Text excerpt
┌────────
How Can They Hear When They Always See?
Seeing, Not Hearing
People today used to visual images.
Our culture is geared towards pictures rather than print. If a speaker wants to communicate a message chances are he will opt for a multi-media presentation – a mixture of speaking, video clips, power-point slides and overhead projector transparencies. This emphasis on visual communication owes a great deal to the all pervasive influence of television – TV has shaped how people absorb information. Most people who watch a lot of TV are not used to listening to someone simply speaking without the use of visual aids for any length of time. Rather, they are used to watching constantly changing images that put no demands on their concentration.
What does this mean for preaching? Can people hear the message of a sermon when they are always used to seeing pictures? Is the time for preaching past? Should the church be adopting multimedia forms of communication in worship?
In previous articles, I described some of these barriers to preaching. In response I noted that Jesus commanded his disciples to preach the good news and that the Apostles also instructed pastors to preach, and used this method themselves.
Throughout biblical times and church history preaching has been the primary means of communicating the Word of God. The biblical and historical background given in these earlier articles answers some of the primary objections raised against preaching. However, we still need to deal with this practical consideration raised by the visual character of our society. Yet, even here, it is important that we argue the case on principles rather than pragmatics – on what is true rather than on what works.
The Value of the Spoken Word
This low regard for the spoken word is of recent origin. For most of human history verbal communication was the main means of learning, persuasion and debate. Rhetoricians in ancient Greece and Rome spent much time and energy instructing students in the art of public oratory. The church too trained her ministers in the skill of communicating to people through the spoken word. Some were more able than others and there were times that the church put a higher value on preaching than at other times. But preaching was a mainstream form of communication. It wasn't peculiar, odd or different, but normal, usual and acceptable. It is only in more recent times that the value of preaching itself has been widely questioned.
An old proverb states the importance of the visual: 'I hear, I forget; I see, I remember; I do, I understand.' There is truth in this, but we should not underestimate the power of what we hear. Even today much more information is communicated by plain speech than in any other way. Despite this visual age there is still an enormous number of words being written, read and spoken. Many business organisations and teaching institutions still use the spoken word when addressing large audiences. Spoken words are also important for television – much of what happens is presented by a person or persons speaking to others. Think of all the television talk shows as one example and the news broadcasts as another. The spoken medium is still well used.
└────────
Data records
┌────────
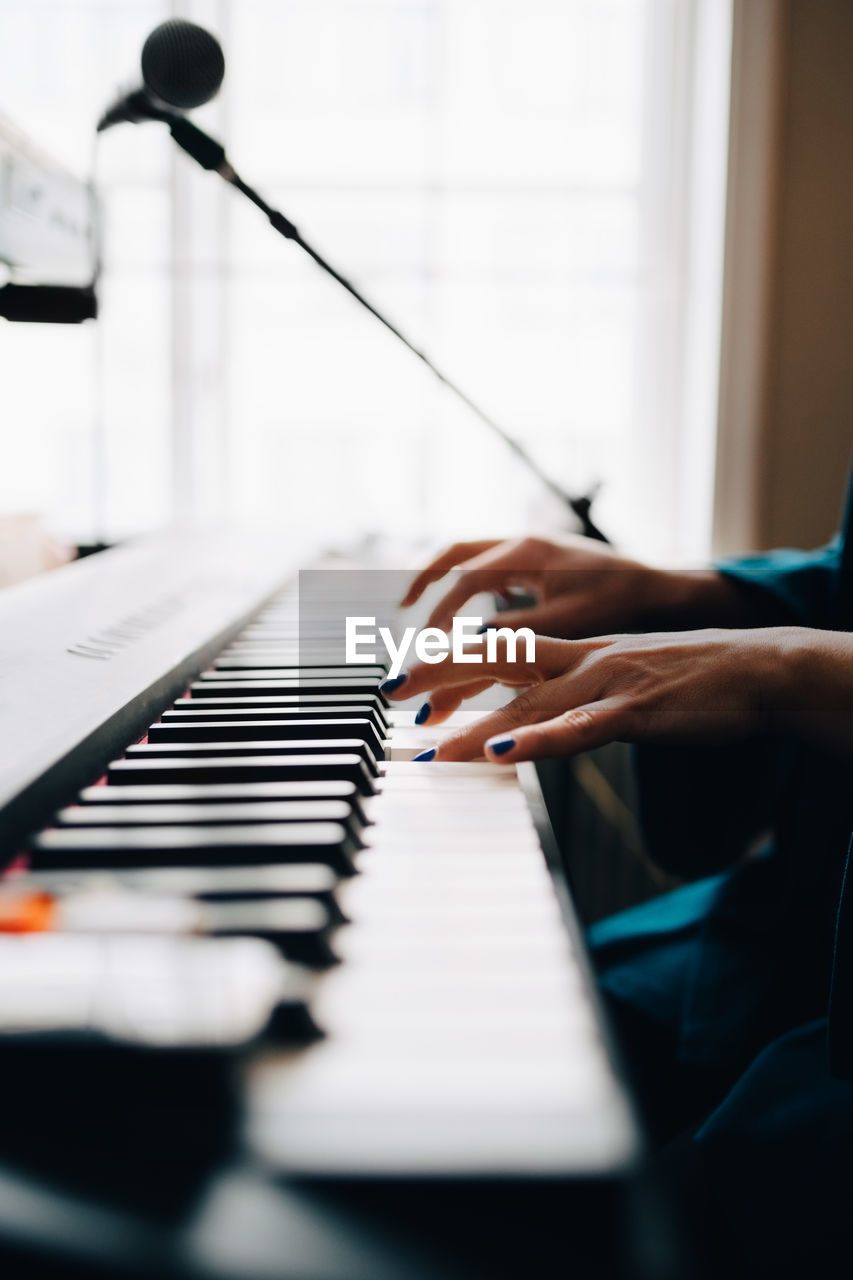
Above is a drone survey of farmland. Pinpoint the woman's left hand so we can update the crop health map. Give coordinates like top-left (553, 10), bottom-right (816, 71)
top-left (379, 627), bottom-right (788, 764)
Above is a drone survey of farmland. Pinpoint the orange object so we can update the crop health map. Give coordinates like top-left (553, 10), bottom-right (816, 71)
top-left (0, 890), bottom-right (56, 933)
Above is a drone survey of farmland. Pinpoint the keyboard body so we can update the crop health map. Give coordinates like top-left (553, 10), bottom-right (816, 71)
top-left (0, 535), bottom-right (645, 1280)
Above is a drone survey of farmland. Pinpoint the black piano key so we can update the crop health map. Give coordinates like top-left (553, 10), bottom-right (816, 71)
top-left (200, 663), bottom-right (386, 687)
top-left (29, 822), bottom-right (357, 876)
top-left (147, 717), bottom-right (384, 760)
top-left (158, 698), bottom-right (388, 742)
top-left (201, 897), bottom-right (338, 969)
top-left (77, 778), bottom-right (366, 826)
top-left (55, 787), bottom-right (362, 842)
top-left (108, 753), bottom-right (375, 795)
top-left (8, 863), bottom-right (346, 923)
top-left (213, 646), bottom-right (388, 680)
top-left (170, 690), bottom-right (389, 728)
top-left (127, 737), bottom-right (379, 777)
top-left (190, 672), bottom-right (388, 707)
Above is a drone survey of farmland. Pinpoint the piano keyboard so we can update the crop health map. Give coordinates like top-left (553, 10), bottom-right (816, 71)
top-left (0, 529), bottom-right (638, 1176)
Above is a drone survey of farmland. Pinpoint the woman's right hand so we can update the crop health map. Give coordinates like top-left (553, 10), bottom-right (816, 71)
top-left (401, 534), bottom-right (676, 639)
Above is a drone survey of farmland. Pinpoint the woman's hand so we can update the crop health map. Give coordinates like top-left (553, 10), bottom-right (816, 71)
top-left (389, 627), bottom-right (824, 764)
top-left (402, 534), bottom-right (785, 639)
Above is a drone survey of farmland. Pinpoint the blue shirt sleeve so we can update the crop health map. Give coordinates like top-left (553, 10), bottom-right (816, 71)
top-left (715, 534), bottom-right (841, 630)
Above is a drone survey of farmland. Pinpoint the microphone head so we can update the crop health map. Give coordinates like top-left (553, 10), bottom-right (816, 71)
top-left (142, 19), bottom-right (225, 111)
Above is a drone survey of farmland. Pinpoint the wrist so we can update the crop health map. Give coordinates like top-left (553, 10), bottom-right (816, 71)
top-left (638, 566), bottom-right (731, 631)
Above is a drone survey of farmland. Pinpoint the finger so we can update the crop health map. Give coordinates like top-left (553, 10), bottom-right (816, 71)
top-left (473, 595), bottom-right (583, 640)
top-left (379, 635), bottom-right (573, 701)
top-left (415, 680), bottom-right (491, 724)
top-left (400, 538), bottom-right (500, 609)
top-left (422, 685), bottom-right (556, 762)
top-left (479, 694), bottom-right (631, 764)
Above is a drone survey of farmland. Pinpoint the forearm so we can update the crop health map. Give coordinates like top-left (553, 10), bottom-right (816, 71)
top-left (766, 627), bottom-right (853, 755)
top-left (640, 568), bottom-right (797, 631)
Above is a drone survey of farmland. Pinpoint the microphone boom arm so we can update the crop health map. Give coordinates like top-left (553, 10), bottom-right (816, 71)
top-left (163, 111), bottom-right (608, 543)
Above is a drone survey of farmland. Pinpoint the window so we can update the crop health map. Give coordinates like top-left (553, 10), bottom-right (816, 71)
top-left (0, 0), bottom-right (727, 556)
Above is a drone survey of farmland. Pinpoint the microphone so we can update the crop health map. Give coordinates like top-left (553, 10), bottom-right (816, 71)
top-left (97, 19), bottom-right (225, 133)
top-left (97, 19), bottom-right (610, 543)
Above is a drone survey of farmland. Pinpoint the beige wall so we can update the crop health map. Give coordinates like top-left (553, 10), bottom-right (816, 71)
top-left (715, 0), bottom-right (853, 552)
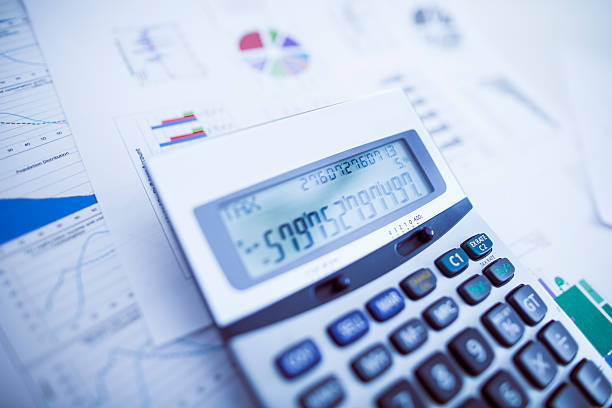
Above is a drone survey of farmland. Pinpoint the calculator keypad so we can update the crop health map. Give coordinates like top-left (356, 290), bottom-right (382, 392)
top-left (235, 225), bottom-right (612, 408)
top-left (276, 339), bottom-right (321, 379)
top-left (416, 352), bottom-right (463, 404)
top-left (423, 296), bottom-right (459, 330)
top-left (327, 310), bottom-right (370, 346)
top-left (400, 268), bottom-right (437, 300)
top-left (351, 344), bottom-right (392, 382)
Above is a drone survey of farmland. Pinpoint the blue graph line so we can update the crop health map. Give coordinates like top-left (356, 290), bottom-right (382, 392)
top-left (0, 111), bottom-right (66, 125)
top-left (90, 339), bottom-right (223, 408)
top-left (45, 231), bottom-right (115, 332)
top-left (0, 52), bottom-right (47, 67)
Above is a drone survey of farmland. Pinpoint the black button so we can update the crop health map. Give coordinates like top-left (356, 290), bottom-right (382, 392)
top-left (571, 359), bottom-right (612, 406)
top-left (276, 339), bottom-right (321, 379)
top-left (483, 258), bottom-right (514, 286)
top-left (546, 383), bottom-right (591, 408)
top-left (423, 296), bottom-right (459, 330)
top-left (416, 352), bottom-right (463, 404)
top-left (400, 268), bottom-right (436, 300)
top-left (376, 380), bottom-right (425, 408)
top-left (366, 288), bottom-right (404, 322)
top-left (482, 303), bottom-right (525, 347)
top-left (434, 248), bottom-right (470, 278)
top-left (514, 341), bottom-right (557, 389)
top-left (506, 285), bottom-right (548, 326)
top-left (538, 321), bottom-right (578, 364)
top-left (457, 275), bottom-right (491, 305)
top-left (299, 375), bottom-right (344, 408)
top-left (389, 319), bottom-right (427, 354)
top-left (461, 233), bottom-right (493, 261)
top-left (448, 327), bottom-right (493, 375)
top-left (482, 370), bottom-right (529, 408)
top-left (351, 344), bottom-right (392, 382)
top-left (327, 310), bottom-right (370, 346)
top-left (457, 398), bottom-right (489, 408)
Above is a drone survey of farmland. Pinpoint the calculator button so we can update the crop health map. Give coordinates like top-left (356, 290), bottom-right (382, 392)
top-left (423, 296), bottom-right (459, 330)
top-left (570, 359), bottom-right (612, 406)
top-left (351, 344), bottom-right (392, 382)
top-left (448, 327), bottom-right (493, 375)
top-left (461, 233), bottom-right (493, 261)
top-left (299, 375), bottom-right (344, 408)
top-left (366, 288), bottom-right (404, 322)
top-left (538, 321), bottom-right (578, 364)
top-left (434, 248), bottom-right (469, 278)
top-left (506, 285), bottom-right (548, 326)
top-left (483, 258), bottom-right (514, 286)
top-left (514, 341), bottom-right (557, 389)
top-left (482, 303), bottom-right (525, 347)
top-left (327, 310), bottom-right (370, 346)
top-left (389, 319), bottom-right (428, 354)
top-left (457, 275), bottom-right (491, 305)
top-left (457, 398), bottom-right (488, 408)
top-left (482, 370), bottom-right (529, 408)
top-left (376, 380), bottom-right (425, 408)
top-left (276, 339), bottom-right (321, 378)
top-left (416, 352), bottom-right (463, 404)
top-left (400, 268), bottom-right (437, 300)
top-left (546, 383), bottom-right (591, 408)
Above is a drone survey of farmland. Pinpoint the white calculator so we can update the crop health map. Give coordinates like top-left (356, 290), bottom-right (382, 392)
top-left (149, 91), bottom-right (611, 408)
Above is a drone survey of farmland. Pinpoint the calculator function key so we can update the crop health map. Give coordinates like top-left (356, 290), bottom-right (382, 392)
top-left (299, 375), bottom-right (344, 408)
top-left (276, 339), bottom-right (321, 379)
top-left (400, 268), bottom-right (437, 300)
top-left (448, 327), bottom-right (493, 375)
top-left (570, 359), bottom-right (612, 407)
top-left (506, 285), bottom-right (548, 326)
top-left (389, 319), bottom-right (428, 354)
top-left (538, 320), bottom-right (578, 364)
top-left (461, 233), bottom-right (493, 261)
top-left (351, 344), bottom-right (392, 382)
top-left (416, 352), bottom-right (463, 404)
top-left (376, 380), bottom-right (425, 408)
top-left (514, 341), bottom-right (557, 389)
top-left (434, 248), bottom-right (470, 278)
top-left (483, 258), bottom-right (514, 287)
top-left (457, 275), bottom-right (491, 305)
top-left (327, 310), bottom-right (370, 346)
top-left (423, 296), bottom-right (459, 330)
top-left (482, 303), bottom-right (525, 347)
top-left (546, 383), bottom-right (591, 408)
top-left (366, 288), bottom-right (404, 322)
top-left (482, 370), bottom-right (529, 408)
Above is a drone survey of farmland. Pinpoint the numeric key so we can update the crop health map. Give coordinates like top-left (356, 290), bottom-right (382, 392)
top-left (416, 352), bottom-right (463, 404)
top-left (448, 327), bottom-right (493, 375)
top-left (482, 370), bottom-right (529, 408)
└────────
Written tasks
1. From the article on preaching, set down the passage between "The Value of the" and "been widely questioned.", inclusive.
2. Answer these questions from the article on preaching:
(a) What does the article say has shaped how people absorb information?
(b) Who in ancient Greece and Rome spent much time instructing students in the art of public oratory?
(c) Which two kinds of television programs does the article name as examples of the spoken word on television?

Final answers
1.
The Value of the Spoken Word
This low regard for the spoken word is of recent origin. For most of human history verbal communication was the main means of learning, persuasion and debate. Rhetoricians in ancient Greece and Rome spent much time and energy instructing students in the art of public oratory. The church too trained her ministers in the skill of communicating to people through the spoken word. Some were more able than others and there were times that the church put a higher value on preaching than at other times. But preaching was a mainstream form of communication. It wasn't peculiar, odd or different, but normal, usual and acceptable. It is only in more recent times that the value of preaching itself has been widely questioned.

2.
(a) Television.
(b) Rhetoricians.
(c) Talk shows and news broadcasts.